Work request:
Looking at the material below, work out how many of its lines hold the string "cooler". Give that figure alone.

The input:
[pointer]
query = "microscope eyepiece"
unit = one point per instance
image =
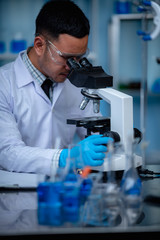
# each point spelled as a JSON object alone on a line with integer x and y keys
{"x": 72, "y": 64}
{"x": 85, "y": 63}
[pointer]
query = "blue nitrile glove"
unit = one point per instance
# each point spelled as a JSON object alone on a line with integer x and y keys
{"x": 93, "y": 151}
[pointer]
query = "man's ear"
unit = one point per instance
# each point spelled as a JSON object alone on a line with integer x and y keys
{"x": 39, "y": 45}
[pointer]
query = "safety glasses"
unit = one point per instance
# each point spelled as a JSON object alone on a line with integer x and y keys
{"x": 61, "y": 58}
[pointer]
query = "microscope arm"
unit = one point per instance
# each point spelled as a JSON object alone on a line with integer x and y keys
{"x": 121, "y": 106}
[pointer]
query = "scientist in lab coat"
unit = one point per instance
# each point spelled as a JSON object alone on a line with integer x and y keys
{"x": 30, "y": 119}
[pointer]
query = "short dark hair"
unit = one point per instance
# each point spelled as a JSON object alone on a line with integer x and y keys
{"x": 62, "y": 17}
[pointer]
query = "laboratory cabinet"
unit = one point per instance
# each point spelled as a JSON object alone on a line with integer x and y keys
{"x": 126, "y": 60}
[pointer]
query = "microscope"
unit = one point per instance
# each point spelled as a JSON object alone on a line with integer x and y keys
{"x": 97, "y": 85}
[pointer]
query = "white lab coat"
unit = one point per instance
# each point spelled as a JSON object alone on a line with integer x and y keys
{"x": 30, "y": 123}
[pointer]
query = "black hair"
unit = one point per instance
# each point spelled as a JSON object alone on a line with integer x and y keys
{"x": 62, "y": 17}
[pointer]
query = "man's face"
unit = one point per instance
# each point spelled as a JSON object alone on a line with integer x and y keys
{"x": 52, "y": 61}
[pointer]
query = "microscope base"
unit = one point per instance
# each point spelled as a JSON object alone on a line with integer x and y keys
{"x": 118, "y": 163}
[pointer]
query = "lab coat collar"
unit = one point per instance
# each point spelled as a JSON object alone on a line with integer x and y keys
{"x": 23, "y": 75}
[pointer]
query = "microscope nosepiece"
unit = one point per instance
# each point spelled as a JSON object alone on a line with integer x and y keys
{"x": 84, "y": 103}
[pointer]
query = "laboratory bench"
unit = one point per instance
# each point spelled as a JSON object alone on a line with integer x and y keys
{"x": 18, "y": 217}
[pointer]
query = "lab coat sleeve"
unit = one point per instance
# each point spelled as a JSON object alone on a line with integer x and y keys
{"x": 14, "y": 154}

==

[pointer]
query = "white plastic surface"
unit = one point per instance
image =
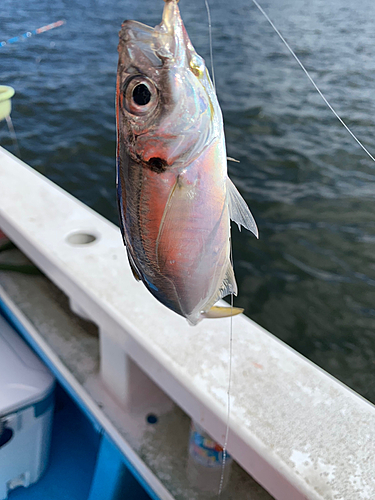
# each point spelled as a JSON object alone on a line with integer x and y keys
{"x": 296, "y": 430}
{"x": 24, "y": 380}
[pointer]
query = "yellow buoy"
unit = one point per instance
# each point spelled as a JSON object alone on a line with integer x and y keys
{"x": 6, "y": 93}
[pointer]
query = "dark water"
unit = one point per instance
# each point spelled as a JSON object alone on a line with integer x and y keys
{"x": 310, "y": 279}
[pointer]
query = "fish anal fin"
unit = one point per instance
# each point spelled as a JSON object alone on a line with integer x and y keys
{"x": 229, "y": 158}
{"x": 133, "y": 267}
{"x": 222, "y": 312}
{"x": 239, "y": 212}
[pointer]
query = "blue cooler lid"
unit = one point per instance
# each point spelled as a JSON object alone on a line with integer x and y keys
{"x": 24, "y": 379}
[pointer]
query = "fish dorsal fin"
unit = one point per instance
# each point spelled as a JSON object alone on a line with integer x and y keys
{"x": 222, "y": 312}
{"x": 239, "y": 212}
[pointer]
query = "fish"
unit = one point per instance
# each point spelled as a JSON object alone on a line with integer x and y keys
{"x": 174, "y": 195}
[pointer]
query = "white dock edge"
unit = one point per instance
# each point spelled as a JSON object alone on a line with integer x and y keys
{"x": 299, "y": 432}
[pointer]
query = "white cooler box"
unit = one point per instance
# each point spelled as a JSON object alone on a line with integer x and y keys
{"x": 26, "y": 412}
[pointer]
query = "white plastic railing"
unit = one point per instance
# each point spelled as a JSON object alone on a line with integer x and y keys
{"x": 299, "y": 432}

...

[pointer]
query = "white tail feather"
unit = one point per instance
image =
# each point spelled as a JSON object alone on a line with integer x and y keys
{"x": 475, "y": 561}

Output of the exercise:
2